--- What needs to be done ---
Rewrite all the material below, replacing "highlights" with "outlines" and keeping everything else the same. Leave the picture out of your version.
-------- Dataset extract
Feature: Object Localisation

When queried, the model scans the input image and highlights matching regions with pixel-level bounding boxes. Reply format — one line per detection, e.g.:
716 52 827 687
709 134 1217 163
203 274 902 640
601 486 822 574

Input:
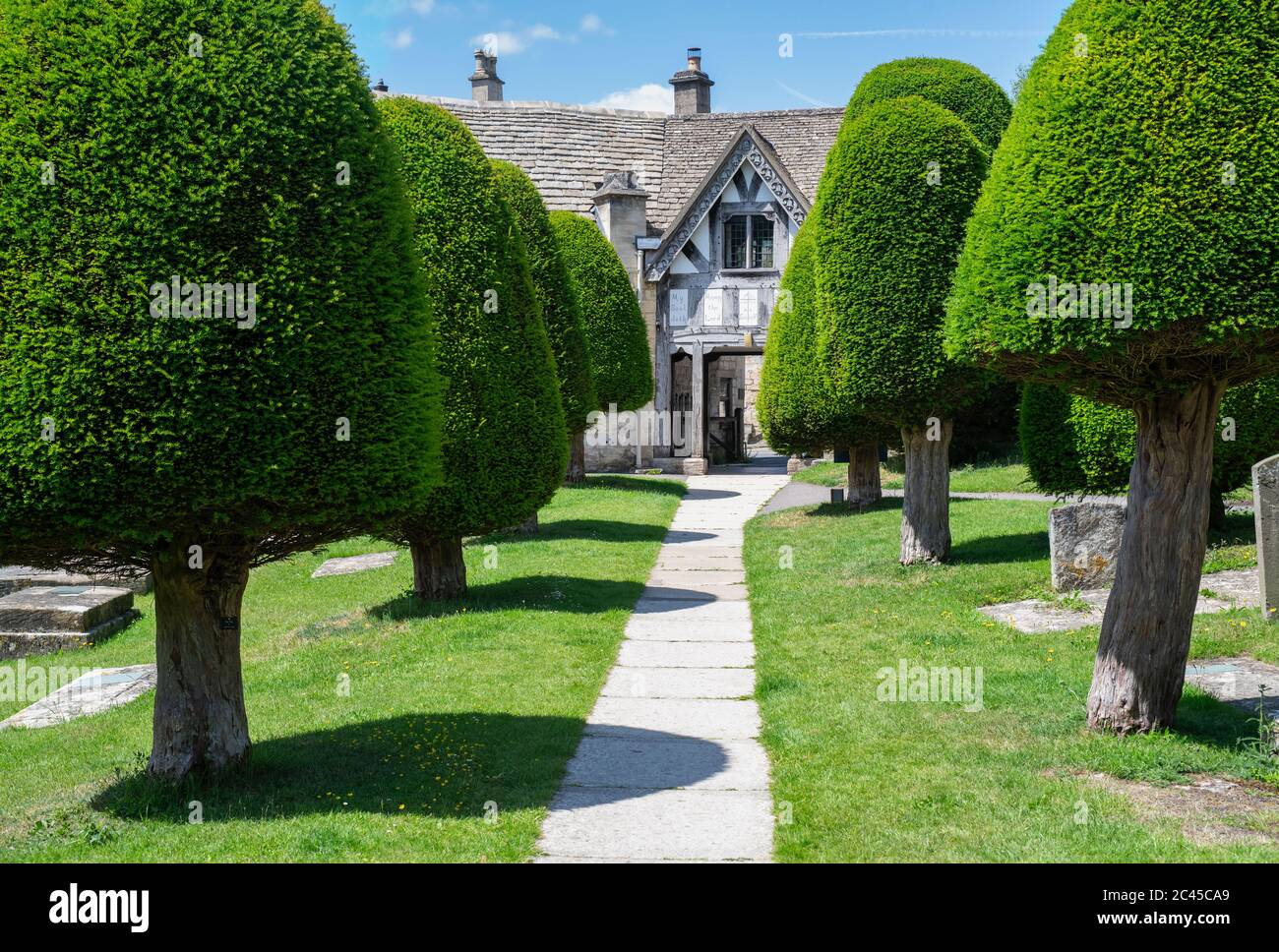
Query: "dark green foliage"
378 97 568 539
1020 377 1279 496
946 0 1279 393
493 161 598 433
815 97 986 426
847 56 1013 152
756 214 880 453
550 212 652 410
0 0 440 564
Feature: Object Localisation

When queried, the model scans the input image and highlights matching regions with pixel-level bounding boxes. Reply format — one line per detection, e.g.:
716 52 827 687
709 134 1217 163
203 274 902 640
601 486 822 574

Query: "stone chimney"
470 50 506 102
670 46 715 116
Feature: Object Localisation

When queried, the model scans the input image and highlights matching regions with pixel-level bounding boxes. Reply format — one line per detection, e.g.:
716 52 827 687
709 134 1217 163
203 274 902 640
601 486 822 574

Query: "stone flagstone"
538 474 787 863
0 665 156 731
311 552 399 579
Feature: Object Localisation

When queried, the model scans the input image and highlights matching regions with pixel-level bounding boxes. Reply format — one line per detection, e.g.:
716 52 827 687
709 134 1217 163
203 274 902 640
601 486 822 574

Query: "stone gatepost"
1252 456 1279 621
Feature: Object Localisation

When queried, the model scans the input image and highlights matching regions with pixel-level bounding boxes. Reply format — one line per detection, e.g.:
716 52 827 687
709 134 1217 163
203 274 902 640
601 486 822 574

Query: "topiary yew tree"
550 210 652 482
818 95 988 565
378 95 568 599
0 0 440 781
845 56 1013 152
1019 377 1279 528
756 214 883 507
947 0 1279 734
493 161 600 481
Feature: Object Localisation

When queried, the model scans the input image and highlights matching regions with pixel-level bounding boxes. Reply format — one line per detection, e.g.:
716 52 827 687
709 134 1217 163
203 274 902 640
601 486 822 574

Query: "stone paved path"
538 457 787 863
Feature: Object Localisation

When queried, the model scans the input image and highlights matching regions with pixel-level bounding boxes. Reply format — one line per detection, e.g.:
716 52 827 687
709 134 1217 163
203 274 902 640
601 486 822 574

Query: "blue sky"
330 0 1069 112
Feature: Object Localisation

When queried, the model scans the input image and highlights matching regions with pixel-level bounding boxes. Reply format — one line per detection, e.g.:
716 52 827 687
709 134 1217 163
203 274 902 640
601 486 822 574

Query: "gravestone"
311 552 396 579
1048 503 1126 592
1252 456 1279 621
----------------
--- Output of the exercise ---
Feature: Object Localisation

When queried, the model scans the input image and outlines matching regions with pixel-level bounding boxes. Reply format — one line per detection, e.g.:
716 52 827 687
709 134 1217 163
203 274 902 640
601 486 822 574

Input:
Query: "dark green foliage"
378 97 568 539
1020 377 1279 496
946 0 1279 393
493 161 598 433
815 97 986 426
847 56 1013 152
756 214 880 453
550 212 652 410
0 0 440 564
Feature: Object Localisation

When queried, the model scans the input image and outlines matching regions with pixel-level bounding boxes. Reply format — one line per detection, e.g.:
716 52 827 687
709 134 1217 163
203 274 902 640
601 486 822 574

Query: "stone chimney"
470 50 506 102
670 46 715 116
Feature: Object Localisation

When queried, the model scans the input image and outlines matching regions with pixel-level bounding boxes. Reply format — one line per detection, e.g.:
716 52 827 687
709 134 1217 163
203 274 902 640
601 486 822 574

Query: "stone flagstone"
538 474 787 863
0 665 156 731
311 552 399 579
Feature: Object Localisation

When queried, the model scans the input image and outlines matching regions with pixel-level bounding boxes. Reply format — one line per detection, e.g.:
716 52 827 687
709 134 1217 163
203 274 902 640
601 486 822 574

Query: "stone gatepost"
1252 456 1279 621
Feature: Object Localisation

When queried, the model scans the input image and outlines matching regions with pixel-level bounding boxes. Reply format — one line per detection, e.g.:
716 52 827 687
709 134 1217 163
203 274 902 640
601 486 822 574

Query: "topiary yew tree"
550 210 652 482
818 95 988 565
378 95 568 599
0 0 440 781
845 56 1013 152
1019 377 1279 528
756 214 883 507
947 0 1279 734
493 161 600 481
Feature: Object Localisation

When queried, the model scans the input image and outlines matching regions with pixel-level bounding boxes. Reply format — one line per detection, e.g.:
716 52 827 687
709 134 1217 163
203 274 902 640
601 486 822 574

Query: "stone paved path"
538 457 787 863
Feature: Object Localisation

When queried, the model scans the input image and outlines matching regions with pixel-level bounding boxes. Reply format — one line per detection, e.g.:
716 52 827 687
709 134 1217 163
203 274 902 640
601 486 822 574

Query: "blue sky"
330 0 1069 112
Feature: Object Localisation

When queried, the model scans the input image and outlines matching regions with pixel-level bounding boxes. Reply format — one line per detection, e.g.:
716 52 827 687
709 134 1217 163
203 274 902 640
601 486 822 574

Query: "gravestone"
311 552 396 579
1048 503 1126 592
1252 456 1279 621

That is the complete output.